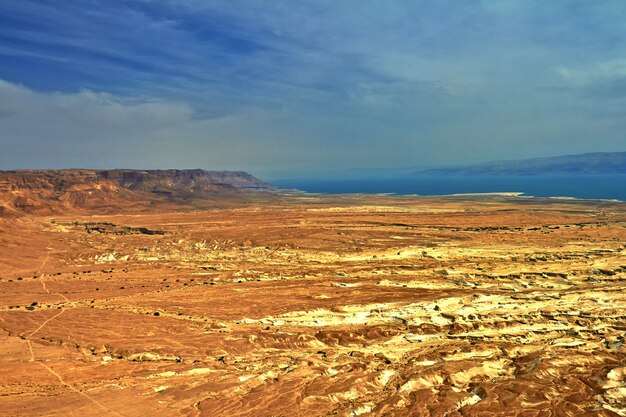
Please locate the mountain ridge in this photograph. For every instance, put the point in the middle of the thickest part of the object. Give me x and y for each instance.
(586, 163)
(56, 191)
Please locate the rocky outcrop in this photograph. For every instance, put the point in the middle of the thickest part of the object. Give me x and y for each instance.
(54, 191)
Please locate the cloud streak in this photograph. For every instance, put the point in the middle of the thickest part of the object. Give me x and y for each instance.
(298, 85)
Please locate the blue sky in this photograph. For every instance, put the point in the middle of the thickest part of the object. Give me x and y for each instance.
(297, 87)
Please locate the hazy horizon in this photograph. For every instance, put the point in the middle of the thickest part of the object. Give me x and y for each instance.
(299, 88)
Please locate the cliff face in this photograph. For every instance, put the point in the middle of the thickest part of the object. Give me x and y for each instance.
(55, 191)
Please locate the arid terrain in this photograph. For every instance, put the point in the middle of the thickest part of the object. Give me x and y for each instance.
(305, 305)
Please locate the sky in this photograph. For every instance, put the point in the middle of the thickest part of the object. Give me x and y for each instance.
(290, 88)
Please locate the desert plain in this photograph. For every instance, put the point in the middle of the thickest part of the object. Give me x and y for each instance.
(311, 305)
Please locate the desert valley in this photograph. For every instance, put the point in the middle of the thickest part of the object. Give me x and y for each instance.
(187, 293)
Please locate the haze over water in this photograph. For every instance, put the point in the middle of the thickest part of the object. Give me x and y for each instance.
(612, 186)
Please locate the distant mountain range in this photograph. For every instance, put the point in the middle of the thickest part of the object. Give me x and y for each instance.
(587, 163)
(59, 191)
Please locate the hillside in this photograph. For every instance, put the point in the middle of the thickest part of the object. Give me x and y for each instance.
(588, 163)
(55, 191)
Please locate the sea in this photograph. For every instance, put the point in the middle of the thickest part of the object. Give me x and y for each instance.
(605, 187)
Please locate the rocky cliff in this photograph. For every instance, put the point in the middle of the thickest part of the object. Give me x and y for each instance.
(54, 191)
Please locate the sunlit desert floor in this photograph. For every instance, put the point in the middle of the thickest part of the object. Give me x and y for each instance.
(318, 306)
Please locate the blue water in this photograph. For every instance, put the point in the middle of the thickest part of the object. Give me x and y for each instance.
(609, 186)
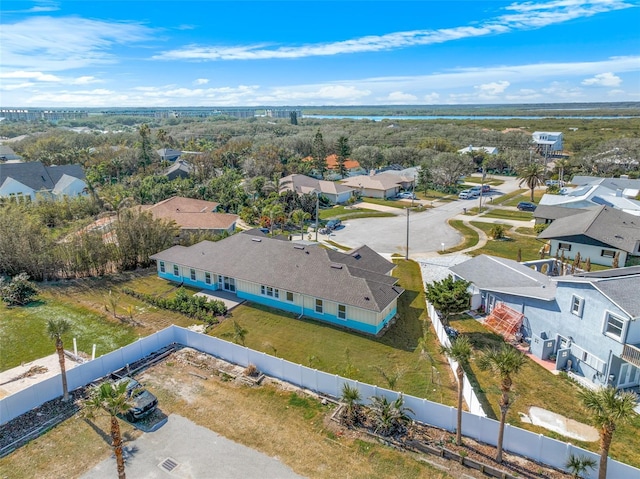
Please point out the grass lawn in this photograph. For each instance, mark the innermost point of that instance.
(343, 213)
(509, 214)
(471, 237)
(535, 386)
(509, 248)
(23, 331)
(354, 355)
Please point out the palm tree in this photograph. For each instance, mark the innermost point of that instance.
(533, 176)
(113, 398)
(504, 362)
(351, 398)
(609, 408)
(578, 465)
(299, 216)
(55, 329)
(459, 351)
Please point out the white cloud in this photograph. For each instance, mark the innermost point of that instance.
(523, 16)
(65, 43)
(36, 76)
(399, 97)
(603, 79)
(493, 88)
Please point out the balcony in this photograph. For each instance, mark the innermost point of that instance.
(631, 354)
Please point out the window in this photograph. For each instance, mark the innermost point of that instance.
(614, 326)
(577, 304)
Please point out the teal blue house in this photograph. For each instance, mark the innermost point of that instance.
(354, 290)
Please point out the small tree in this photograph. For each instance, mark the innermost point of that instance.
(608, 408)
(449, 297)
(19, 291)
(504, 362)
(351, 398)
(578, 465)
(459, 351)
(55, 329)
(113, 398)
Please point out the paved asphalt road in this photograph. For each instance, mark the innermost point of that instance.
(427, 230)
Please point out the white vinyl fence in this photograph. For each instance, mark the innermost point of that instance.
(535, 446)
(467, 390)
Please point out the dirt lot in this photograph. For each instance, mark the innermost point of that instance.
(273, 417)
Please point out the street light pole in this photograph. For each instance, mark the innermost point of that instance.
(406, 256)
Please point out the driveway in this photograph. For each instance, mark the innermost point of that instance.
(428, 230)
(195, 451)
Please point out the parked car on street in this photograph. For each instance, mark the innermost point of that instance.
(144, 403)
(526, 206)
(469, 194)
(333, 224)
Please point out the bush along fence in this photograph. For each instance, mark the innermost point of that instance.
(536, 447)
(198, 307)
(473, 403)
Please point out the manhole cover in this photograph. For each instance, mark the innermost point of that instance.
(168, 464)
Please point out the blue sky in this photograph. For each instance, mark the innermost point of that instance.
(206, 53)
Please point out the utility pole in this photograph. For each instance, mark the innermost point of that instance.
(406, 256)
(317, 207)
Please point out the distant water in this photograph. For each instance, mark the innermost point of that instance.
(461, 117)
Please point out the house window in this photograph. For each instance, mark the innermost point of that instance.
(577, 304)
(614, 326)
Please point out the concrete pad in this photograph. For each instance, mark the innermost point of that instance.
(229, 299)
(195, 451)
(560, 424)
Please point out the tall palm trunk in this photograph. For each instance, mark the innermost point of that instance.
(460, 373)
(606, 435)
(116, 437)
(60, 350)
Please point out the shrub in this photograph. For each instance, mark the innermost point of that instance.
(19, 291)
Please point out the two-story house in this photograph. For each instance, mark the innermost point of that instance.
(588, 322)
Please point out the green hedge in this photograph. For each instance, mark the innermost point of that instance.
(197, 307)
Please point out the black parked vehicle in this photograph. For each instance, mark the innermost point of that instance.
(144, 403)
(526, 206)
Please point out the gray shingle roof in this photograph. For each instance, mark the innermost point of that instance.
(309, 270)
(620, 285)
(505, 276)
(604, 224)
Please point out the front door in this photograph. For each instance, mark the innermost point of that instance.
(629, 376)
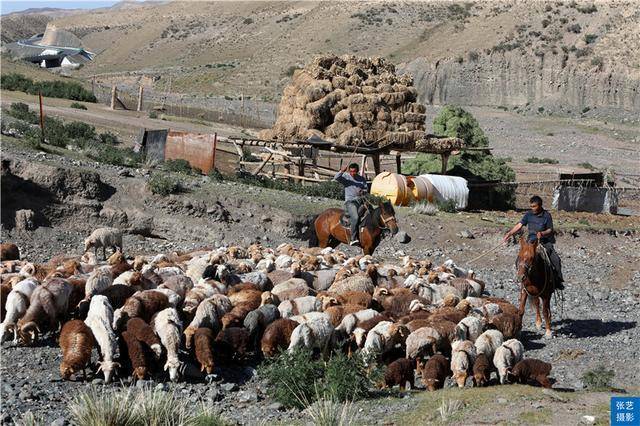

★ ★ ★

* _ABOUT THIS EXERCISE_: The data above must be written out again without alteration, and the pictures in them must be excluded.

* _ANSWER SPACE_:
Please locate the mountain ridge in this photograph. For every instance, put the point in the middle of the thickest part of the object. Give me x and y for each instance.
(586, 163)
(56, 191)
Please locate the rocky outcrop in this photograph. For every instance, put the point in the middle of the thickest part of the object. Give me x and y for each instance.
(54, 191)
Please locate the cloud streak in this photograph. For every instance, put the point in the middle of the thickest part of the object. Give me x and y for each instance.
(298, 85)
Please locate the blue sky in this photograph. For every instance, put the point in the middle of the thickest part of the object. Give me x and y for each instance.
(297, 87)
Please locate the hazy horizon in this photograph. For every instance, put the point in the middle of the thickest part of the object. Give me x and y for each instance.
(299, 88)
Please locate the cliff face in this photograph. For every instance, put the point in the middle of the thickest part of the object. Give me x and y for each instance.
(55, 191)
Please locate the arid terrain in this photograph. For every instance, put the point in the middle of the thickest part of the object. Give me x and y for each instance.
(305, 305)
Please locate the sky in this photograph. For every instance, put the point in the middle of the thickest part of the object. Give me x and y for each instance.
(290, 88)
Please locate the desert plain in this photograph. For every instance, put the point in the middle of the thickest part of the object. Give me x and y for each instance.
(311, 305)
Please locate the desert valley in this photograph. For every instance, put the point in the middle of the thickest part of the object. Give me x and y for each instance.
(187, 293)
Please locate the haze over water in this photograph. For every instance, put the point in the middle of the thickest part of the object. Give me x and y for each instance.
(612, 186)
Please locate the distant mountain range in this photograph. For every instance, put the point in the middle of the thickest part of the object. Give me x and y for each instance.
(587, 163)
(59, 191)
Please locate the hillside in this photograph. For every instance, put the point in the middle of the thickest part of the object. Give me x and y for each instance.
(588, 163)
(55, 191)
Please locate the sea in this photograph. For every instance, put the point in the middle of the thickest part of the object. Give me x and y for each instance.
(605, 187)
Please locate the rocky cliff in this photograph. For every instance, put the point in the middle of the thickest part of the object. Give me x and y for each instance.
(54, 191)
Please locate the sunlit desert floor in this photograph. For every instance, put the point in the middle of the thickest part of the object. Give me x and y for each instance.
(318, 306)
Please locate the blue water in this photograph. For every instance, put the point in the middle of the thickest part of the object. Give me x and y for each instance.
(609, 186)
Please point out the grass lawn in this photograph. For each instance, mark the innermost point of that instance.
(343, 213)
(509, 214)
(471, 237)
(535, 386)
(509, 248)
(23, 331)
(354, 355)
Please point out the palm tree in this photograph. For each instance, mark the innermost point of that instance.
(533, 176)
(113, 398)
(504, 362)
(351, 398)
(609, 408)
(578, 465)
(299, 216)
(55, 329)
(459, 351)
Please point out the white cloud in this photograph. For each instance, mark the innermost point of that instance.
(523, 16)
(65, 43)
(36, 76)
(399, 97)
(603, 79)
(493, 88)
Please point out the balcony in this photograph. For each instance, mark the innermost point of that instance.
(631, 354)
Please point out the window in this photograph. For each instance, mark the innermost point of that instance.
(614, 326)
(577, 304)
Please point out the teal blue house in this photograph. For each instance, mark the innermost point of that instance.
(354, 290)
Please point out the small tree in this photograph. For each instance, mark the innermost point of that instance.
(608, 408)
(449, 297)
(19, 291)
(504, 362)
(351, 398)
(578, 465)
(459, 351)
(55, 329)
(113, 398)
Please point out the paved asphalt road in this photograph. For each instance, mark the innermost point of that instance.
(427, 230)
Please point out the white vinyl fence in this photograph. For each instance, mark the innermost point of that instance.
(535, 446)
(467, 390)
Please point out the dirt lot in this photograph. For each instance, mark the innermost point of that instance.
(273, 417)
Please point out the street light pole in this photograph. For each instance, mark the innermost point of that instance.
(406, 256)
Please point out the driveway in this photograph. For each instance, mark the innermost point of that instance.
(428, 230)
(195, 451)
Please point out the parked car on street in this photograph. For each instance, mark the innermost point of that instance.
(144, 403)
(526, 206)
(469, 194)
(333, 224)
Please point out the bush along fence in this photograph. For each instance, mark the innermost point of that instance.
(536, 447)
(198, 307)
(473, 403)
Please point out the manhole cover in this photograph. For each instance, mark the innermost point of that instance.
(168, 464)
Please point out the blue sky in this photograph. For each instance, mark the innermost point of that instance.
(206, 53)
Please point out the utility pole in this photograph. For each instance, mark the innermost point of that instance.
(406, 256)
(317, 207)
Please point out the distant water in this photograph. For each instance, mark the innermost point of that instance.
(461, 117)
Please point out the house window in this photograph. For each instance, mark the innermost point of that instance.
(577, 304)
(614, 326)
Please point out the concrete pad in this photograph. For each instance, mark the innermost point of that instance.
(229, 299)
(195, 451)
(560, 424)
Please point out the tall palm trunk in this photograph. For each instance, mark the innermost point of that instance.
(460, 373)
(606, 435)
(116, 437)
(60, 350)
Please point out the shrub in this photograph. For each instance, mark the innermost point of that instance.
(19, 291)
Please point out the two-story house in this photograph. For each instance, mark the innermost point of that instance.
(588, 322)
Please point out the green hedge in this photograph. For each instance, mark the innermost point of that instance.
(197, 307)
Please point out the black parked vehicle in this photograph. For each instance, mark the innermost point of that instance.
(144, 403)
(526, 206)
Please point out the gray shingle roof in this photograph. For each instance, mark the innermost point of that instance.
(309, 270)
(620, 285)
(505, 276)
(604, 224)
Please point out the front door in this photograph. For each instance, mark the innermost point of that instance.
(629, 376)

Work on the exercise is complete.